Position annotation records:
· · · · · · ·
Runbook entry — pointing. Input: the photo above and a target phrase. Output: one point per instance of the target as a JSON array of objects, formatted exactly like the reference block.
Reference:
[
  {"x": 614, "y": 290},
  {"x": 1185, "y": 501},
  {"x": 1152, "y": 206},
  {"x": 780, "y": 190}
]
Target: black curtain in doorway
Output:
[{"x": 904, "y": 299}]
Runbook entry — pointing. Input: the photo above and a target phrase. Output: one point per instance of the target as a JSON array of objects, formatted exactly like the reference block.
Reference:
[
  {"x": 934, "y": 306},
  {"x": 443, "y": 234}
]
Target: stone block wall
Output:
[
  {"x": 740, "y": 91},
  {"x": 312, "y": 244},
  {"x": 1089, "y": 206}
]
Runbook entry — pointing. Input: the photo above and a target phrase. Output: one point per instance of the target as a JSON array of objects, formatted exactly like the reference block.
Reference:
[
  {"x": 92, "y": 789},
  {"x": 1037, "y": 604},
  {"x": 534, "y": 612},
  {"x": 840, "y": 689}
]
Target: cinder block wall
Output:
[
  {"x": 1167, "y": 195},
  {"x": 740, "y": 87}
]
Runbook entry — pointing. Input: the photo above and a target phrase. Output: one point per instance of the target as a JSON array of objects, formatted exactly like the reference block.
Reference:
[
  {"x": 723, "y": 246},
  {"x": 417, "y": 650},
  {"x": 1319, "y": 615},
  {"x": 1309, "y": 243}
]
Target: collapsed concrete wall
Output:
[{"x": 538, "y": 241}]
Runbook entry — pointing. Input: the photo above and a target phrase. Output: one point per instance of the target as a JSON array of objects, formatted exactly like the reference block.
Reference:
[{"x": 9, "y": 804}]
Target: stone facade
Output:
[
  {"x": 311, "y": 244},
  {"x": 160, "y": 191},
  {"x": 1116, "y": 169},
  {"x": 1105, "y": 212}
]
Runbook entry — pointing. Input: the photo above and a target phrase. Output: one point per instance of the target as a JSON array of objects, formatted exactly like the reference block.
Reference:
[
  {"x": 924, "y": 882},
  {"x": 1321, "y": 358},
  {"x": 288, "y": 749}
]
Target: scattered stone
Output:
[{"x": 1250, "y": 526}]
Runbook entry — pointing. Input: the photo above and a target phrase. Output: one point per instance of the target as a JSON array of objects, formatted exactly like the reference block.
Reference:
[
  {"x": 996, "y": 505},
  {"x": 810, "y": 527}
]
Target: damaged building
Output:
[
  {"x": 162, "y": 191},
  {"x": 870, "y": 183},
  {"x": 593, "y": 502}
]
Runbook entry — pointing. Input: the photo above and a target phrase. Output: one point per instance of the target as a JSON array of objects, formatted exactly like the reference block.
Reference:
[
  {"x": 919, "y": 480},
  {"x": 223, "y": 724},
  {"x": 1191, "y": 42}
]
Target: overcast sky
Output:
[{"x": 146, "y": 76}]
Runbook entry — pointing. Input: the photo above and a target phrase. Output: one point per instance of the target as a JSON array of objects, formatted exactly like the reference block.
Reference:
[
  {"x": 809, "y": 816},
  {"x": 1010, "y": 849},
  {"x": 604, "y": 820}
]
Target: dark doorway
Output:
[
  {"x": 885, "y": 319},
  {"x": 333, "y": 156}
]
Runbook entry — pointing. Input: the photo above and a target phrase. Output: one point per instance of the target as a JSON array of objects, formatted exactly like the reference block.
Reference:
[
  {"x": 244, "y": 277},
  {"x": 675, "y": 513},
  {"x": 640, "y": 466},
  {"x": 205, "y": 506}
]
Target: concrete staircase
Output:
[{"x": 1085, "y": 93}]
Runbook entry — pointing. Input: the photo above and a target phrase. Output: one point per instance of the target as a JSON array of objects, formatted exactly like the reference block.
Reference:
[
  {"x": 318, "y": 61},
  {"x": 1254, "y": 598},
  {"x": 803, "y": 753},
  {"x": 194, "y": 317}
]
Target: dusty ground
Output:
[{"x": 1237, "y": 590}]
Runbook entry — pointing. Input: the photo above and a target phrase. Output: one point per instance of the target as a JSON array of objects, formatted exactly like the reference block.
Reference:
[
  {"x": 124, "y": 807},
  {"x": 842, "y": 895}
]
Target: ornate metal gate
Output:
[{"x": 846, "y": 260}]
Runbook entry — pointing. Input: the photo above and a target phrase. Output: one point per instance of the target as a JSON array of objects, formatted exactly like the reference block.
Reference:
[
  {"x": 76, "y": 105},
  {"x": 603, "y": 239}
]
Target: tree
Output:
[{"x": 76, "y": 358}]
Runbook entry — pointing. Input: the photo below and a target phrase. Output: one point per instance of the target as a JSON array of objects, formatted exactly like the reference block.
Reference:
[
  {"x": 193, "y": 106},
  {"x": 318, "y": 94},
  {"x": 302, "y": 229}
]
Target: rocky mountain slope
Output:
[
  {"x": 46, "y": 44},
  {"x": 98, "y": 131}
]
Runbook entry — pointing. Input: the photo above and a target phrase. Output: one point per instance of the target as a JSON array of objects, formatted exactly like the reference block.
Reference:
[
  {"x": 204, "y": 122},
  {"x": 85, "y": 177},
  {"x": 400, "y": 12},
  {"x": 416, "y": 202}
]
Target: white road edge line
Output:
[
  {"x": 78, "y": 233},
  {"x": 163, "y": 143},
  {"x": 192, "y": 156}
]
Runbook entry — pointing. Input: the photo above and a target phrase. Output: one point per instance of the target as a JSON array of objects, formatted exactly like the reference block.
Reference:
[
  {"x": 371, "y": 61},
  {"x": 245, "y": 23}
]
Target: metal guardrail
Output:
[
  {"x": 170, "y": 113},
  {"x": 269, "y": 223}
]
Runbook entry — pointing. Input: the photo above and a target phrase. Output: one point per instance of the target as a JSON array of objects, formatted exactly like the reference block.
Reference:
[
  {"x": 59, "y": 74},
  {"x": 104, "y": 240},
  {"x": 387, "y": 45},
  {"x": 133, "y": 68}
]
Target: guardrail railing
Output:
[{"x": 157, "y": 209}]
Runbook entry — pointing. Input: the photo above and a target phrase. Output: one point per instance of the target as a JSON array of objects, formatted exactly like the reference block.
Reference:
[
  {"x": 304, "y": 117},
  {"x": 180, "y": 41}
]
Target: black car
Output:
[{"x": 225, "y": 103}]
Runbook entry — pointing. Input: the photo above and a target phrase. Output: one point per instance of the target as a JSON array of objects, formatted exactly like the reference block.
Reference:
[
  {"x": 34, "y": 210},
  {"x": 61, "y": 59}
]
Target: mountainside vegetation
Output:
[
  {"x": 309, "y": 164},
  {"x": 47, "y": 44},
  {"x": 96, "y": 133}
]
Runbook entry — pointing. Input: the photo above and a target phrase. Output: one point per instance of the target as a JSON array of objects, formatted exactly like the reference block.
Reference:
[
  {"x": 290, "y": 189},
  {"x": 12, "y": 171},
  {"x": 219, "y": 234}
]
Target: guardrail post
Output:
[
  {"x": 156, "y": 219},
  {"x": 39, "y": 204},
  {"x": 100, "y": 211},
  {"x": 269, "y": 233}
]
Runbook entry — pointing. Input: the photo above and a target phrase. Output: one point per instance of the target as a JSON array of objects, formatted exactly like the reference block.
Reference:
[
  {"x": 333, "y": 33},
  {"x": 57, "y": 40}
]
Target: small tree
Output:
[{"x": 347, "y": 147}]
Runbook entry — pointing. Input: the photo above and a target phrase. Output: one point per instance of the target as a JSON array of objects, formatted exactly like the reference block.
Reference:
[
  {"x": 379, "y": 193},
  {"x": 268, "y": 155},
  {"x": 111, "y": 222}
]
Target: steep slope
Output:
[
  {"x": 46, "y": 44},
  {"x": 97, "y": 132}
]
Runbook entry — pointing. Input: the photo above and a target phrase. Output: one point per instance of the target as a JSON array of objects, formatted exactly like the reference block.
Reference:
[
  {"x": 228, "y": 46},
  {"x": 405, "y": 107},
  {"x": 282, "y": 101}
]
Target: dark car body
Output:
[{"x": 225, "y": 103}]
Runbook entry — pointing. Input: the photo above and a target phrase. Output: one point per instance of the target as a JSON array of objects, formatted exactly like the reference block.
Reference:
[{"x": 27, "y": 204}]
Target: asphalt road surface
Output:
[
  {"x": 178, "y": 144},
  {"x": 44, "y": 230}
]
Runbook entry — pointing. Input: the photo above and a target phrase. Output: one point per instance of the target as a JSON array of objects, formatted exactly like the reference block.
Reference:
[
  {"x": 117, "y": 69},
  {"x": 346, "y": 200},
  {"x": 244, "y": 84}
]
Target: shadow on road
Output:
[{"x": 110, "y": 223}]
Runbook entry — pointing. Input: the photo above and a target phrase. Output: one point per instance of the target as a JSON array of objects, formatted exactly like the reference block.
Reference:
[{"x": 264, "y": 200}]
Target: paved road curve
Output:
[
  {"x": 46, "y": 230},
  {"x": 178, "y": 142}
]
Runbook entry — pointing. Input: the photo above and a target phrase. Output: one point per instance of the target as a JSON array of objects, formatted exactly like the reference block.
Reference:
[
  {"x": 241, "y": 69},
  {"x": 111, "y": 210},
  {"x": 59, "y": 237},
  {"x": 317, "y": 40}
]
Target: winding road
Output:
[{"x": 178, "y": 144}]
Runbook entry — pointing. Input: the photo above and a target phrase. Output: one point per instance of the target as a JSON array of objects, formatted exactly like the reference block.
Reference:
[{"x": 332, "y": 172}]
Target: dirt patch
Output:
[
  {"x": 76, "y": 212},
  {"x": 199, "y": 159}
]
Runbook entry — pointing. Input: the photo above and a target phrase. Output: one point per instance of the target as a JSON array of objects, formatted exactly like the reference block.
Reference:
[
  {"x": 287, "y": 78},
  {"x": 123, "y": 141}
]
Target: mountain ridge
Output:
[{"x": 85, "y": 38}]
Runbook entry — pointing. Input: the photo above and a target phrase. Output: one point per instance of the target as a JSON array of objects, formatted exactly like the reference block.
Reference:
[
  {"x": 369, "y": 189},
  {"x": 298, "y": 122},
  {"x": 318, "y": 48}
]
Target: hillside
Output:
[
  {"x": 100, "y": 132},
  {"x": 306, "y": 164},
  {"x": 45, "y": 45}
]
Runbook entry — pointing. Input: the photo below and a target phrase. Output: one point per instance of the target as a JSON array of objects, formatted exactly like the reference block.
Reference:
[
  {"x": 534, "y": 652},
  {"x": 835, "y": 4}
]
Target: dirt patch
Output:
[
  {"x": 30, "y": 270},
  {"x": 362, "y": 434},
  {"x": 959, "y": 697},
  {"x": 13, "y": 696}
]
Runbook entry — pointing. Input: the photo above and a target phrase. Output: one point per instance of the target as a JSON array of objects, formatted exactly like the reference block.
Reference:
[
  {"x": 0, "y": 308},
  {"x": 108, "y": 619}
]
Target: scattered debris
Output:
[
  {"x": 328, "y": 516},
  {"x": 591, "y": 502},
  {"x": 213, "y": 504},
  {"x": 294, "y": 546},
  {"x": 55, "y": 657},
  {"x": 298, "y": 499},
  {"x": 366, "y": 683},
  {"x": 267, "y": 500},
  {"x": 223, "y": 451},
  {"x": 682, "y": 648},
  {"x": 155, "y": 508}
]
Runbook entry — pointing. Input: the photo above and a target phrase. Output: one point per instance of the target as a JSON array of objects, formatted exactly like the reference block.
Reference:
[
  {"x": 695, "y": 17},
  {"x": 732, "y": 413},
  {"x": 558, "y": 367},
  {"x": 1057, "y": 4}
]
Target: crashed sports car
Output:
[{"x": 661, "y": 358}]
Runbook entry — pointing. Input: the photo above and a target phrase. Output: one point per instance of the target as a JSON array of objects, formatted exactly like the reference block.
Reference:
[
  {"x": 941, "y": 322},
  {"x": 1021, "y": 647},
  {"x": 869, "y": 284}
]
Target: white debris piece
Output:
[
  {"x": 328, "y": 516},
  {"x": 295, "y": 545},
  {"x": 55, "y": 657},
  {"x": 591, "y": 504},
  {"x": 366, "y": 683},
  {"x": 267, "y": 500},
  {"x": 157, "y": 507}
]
· · · · · · ·
- [Written request] Copy out every line of the material above that contains the word "doorway", matching its case exactly.

- [Task output]
Target: black curtain in doorway
Target: dark doorway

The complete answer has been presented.